#### Required task a:
Convert the records, beginning at the line containing "Task: set a point on the man" and continuing through the final line of the records, into a JSON list of strings with one string per line and blank lines omitted.

#### Source:

Imagine living with the sea beneath your feet.
For hundreds of years, the people of the Clan jetties along Penang’s Weld Quay area have been doing so in their wooden houses on stilts. Built in the 19th century, the different generations of Chinese clans have lived and died in these homes. Separated by areas according to ‘clans’, villagers belong to the same family and have the same surnames. The five main clans at the jetties are Lim, Chew, Tan, Lee and Yeoh. Other immigrants stayed at the Chap Seh Keo (Mixed Surname Jetty).
Elevated walkways are made from rickety wood and extend out to sea or among the houses, creating a network of small alleyways. Since they are so small, cars are not allowed and only bikes zoom up and down the wooden ‘roads’.
In the olden days, many villagers were seamen, catching and trading the produce from the sea. These days, younger generations have moved out for job opportunities in the city.

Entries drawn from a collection
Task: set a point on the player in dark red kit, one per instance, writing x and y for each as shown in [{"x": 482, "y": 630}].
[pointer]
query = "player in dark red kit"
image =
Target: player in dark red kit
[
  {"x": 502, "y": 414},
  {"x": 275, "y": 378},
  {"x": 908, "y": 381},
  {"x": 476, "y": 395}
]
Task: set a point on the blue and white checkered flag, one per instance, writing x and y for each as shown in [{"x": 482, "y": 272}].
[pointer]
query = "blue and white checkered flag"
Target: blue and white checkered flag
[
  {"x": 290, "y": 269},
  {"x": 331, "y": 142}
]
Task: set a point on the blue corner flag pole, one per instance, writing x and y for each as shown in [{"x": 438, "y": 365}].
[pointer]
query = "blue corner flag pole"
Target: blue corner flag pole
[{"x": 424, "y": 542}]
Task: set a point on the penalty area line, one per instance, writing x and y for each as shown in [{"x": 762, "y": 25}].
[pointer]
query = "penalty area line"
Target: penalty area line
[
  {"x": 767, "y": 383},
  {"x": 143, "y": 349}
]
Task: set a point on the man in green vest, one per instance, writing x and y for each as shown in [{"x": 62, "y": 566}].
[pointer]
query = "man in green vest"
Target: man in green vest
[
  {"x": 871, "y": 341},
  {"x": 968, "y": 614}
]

#### Required task b:
Translate into Spanish the following sentence from the text on the Penang clan jetties: "The five main clans at the jetties are Lim, Chew, Tan, Lee and Yeoh."

#### Exercise solution a:
[
  "Task: set a point on the man in green vest, one per instance, writing x and y for each as shown in [{\"x\": 62, \"y\": 566}].",
  "[pointer]",
  "query = \"man in green vest\"",
  "Target: man in green vest",
  "[",
  "  {\"x\": 871, \"y\": 341},",
  "  {\"x\": 968, \"y\": 614}",
  "]"
]

#### Exercise solution b:
Los cinco clanes principales de los muelles son Lim, Chew, Tan, Lee y Yeoh.